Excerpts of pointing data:
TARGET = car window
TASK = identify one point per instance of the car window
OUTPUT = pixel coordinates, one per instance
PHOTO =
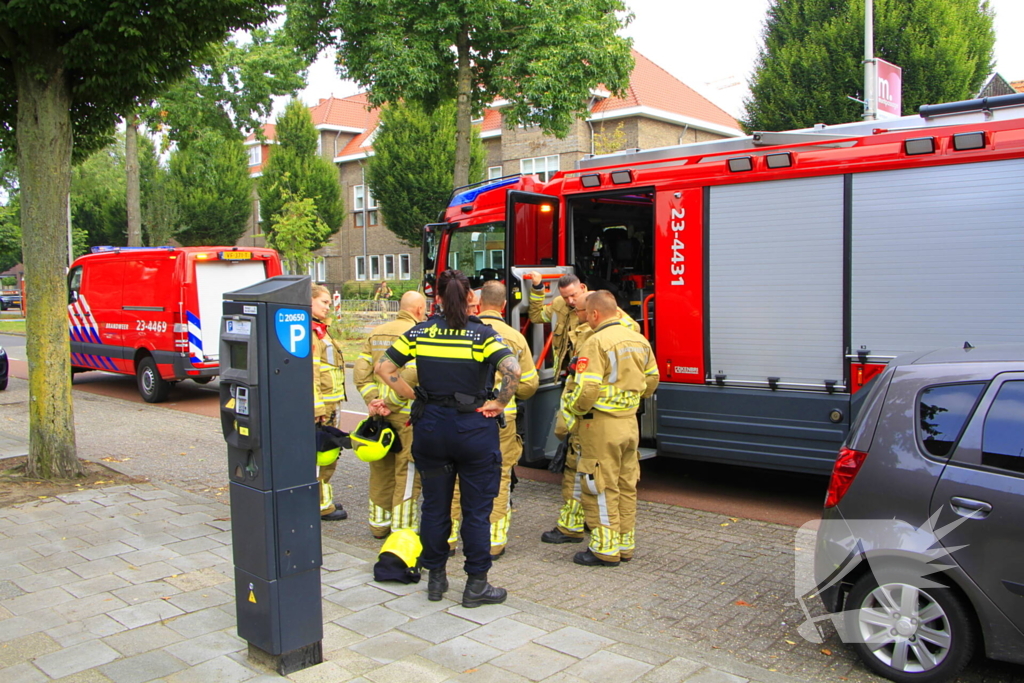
(942, 412)
(1003, 438)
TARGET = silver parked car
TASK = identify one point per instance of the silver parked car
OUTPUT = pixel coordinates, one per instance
(920, 555)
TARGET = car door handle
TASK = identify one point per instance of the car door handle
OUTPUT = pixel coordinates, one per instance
(967, 507)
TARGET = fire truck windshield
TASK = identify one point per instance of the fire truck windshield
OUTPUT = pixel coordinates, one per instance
(478, 251)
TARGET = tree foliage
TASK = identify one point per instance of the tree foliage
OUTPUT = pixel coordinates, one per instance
(97, 197)
(410, 173)
(211, 190)
(544, 57)
(69, 71)
(159, 211)
(231, 90)
(811, 60)
(296, 170)
(298, 230)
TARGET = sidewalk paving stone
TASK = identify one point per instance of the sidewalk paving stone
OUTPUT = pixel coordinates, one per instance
(142, 668)
(461, 653)
(390, 646)
(574, 641)
(145, 612)
(505, 634)
(534, 662)
(604, 667)
(76, 658)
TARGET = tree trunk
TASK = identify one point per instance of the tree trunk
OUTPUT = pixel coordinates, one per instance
(464, 113)
(131, 163)
(44, 146)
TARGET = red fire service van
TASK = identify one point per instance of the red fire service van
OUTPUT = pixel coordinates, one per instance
(155, 312)
(774, 274)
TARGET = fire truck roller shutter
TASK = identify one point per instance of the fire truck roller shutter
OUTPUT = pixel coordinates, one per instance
(212, 280)
(937, 257)
(775, 282)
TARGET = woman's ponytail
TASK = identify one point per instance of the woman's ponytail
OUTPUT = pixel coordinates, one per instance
(454, 288)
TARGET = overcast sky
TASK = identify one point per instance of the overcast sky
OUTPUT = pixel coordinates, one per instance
(711, 46)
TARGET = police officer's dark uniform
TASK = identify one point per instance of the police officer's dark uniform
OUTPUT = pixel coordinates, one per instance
(456, 374)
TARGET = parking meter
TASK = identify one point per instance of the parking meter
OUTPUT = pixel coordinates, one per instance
(266, 415)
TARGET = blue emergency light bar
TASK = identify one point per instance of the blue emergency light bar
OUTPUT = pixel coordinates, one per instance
(108, 249)
(472, 193)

*Instructions to follow:* Please copy every one of the records above word for word, leaving out the pictures.

*Response:*
TARGET = car window
TASK = identify one point per instance of the car window
OUTPUT = pixel coordinates, one per instance
PHOTO =
(942, 412)
(1003, 438)
TARGET = silver parked car
TASK = identify one point per instance of the silver parked car
OUTPUT = pixel coordinates, one per instance
(920, 555)
TARGET = car door handle
TASK = identify one point per instance of the car door handle
OUTPUT = pixel coordinates, one per instance
(967, 507)
TARGET = fire truck windshield
TASK = identify one point per instance of the fire truck windshield
OUTPUT = pixel coordinates, one per instance
(478, 251)
TARGET = tree foliage
TASK = identify one point per instance of the tree foliage
OUTPUT = pixel coordinates, one per instance
(97, 197)
(410, 173)
(211, 190)
(544, 57)
(69, 71)
(159, 211)
(231, 90)
(811, 60)
(296, 170)
(298, 230)
TARGET = sidewalk paving stone
TASK = identify one point per instance of the sidewalk paving stone
OUTPUT = pixel coordinates, one per instance
(142, 668)
(461, 653)
(390, 646)
(574, 641)
(145, 612)
(505, 634)
(534, 662)
(604, 667)
(76, 658)
TARGET = tree trunk
TASK = identify one point per instance of the tree trunk
OUTPUT = pixel coordinates, one per instance
(464, 113)
(131, 163)
(44, 146)
TARGET = red fire service van
TASK = identify one point per instance of the red fire service van
OUTPUT = pixel coordinates, one per instance
(155, 312)
(774, 274)
TARGET = fire truck roller shutter
TASK = identify one point per instance of the fire truck roller shutter
OUTPUT = pixel coordinates, one per instance
(212, 280)
(937, 257)
(775, 282)
TARGET = woman's ponytail
TASK = identify one point per instance of the woman's ponytail
OUTPUT = pixel coordinates, one per instance
(454, 288)
TARGET = overcast sky
TASK = identify one point per instance of the overcast sky
OUTPUT = pixel coordinates, one per instance
(711, 46)
TARGET = police officer's dark uniform
TASK = identify one point per instance of the police officer's dark uniform
OUTPUT = pixel coordinates, one per instance
(456, 374)
TARGET = parking meter
TASK = identify one point per instance of the parking meter
OUTPUT = pixel coordinates, one per instance
(266, 415)
TARGET = blue emergency light bar
TASK = identify one point per instance of the blue emergency light bar
OUTPUT = pixel coordinates, one per instance
(108, 249)
(472, 193)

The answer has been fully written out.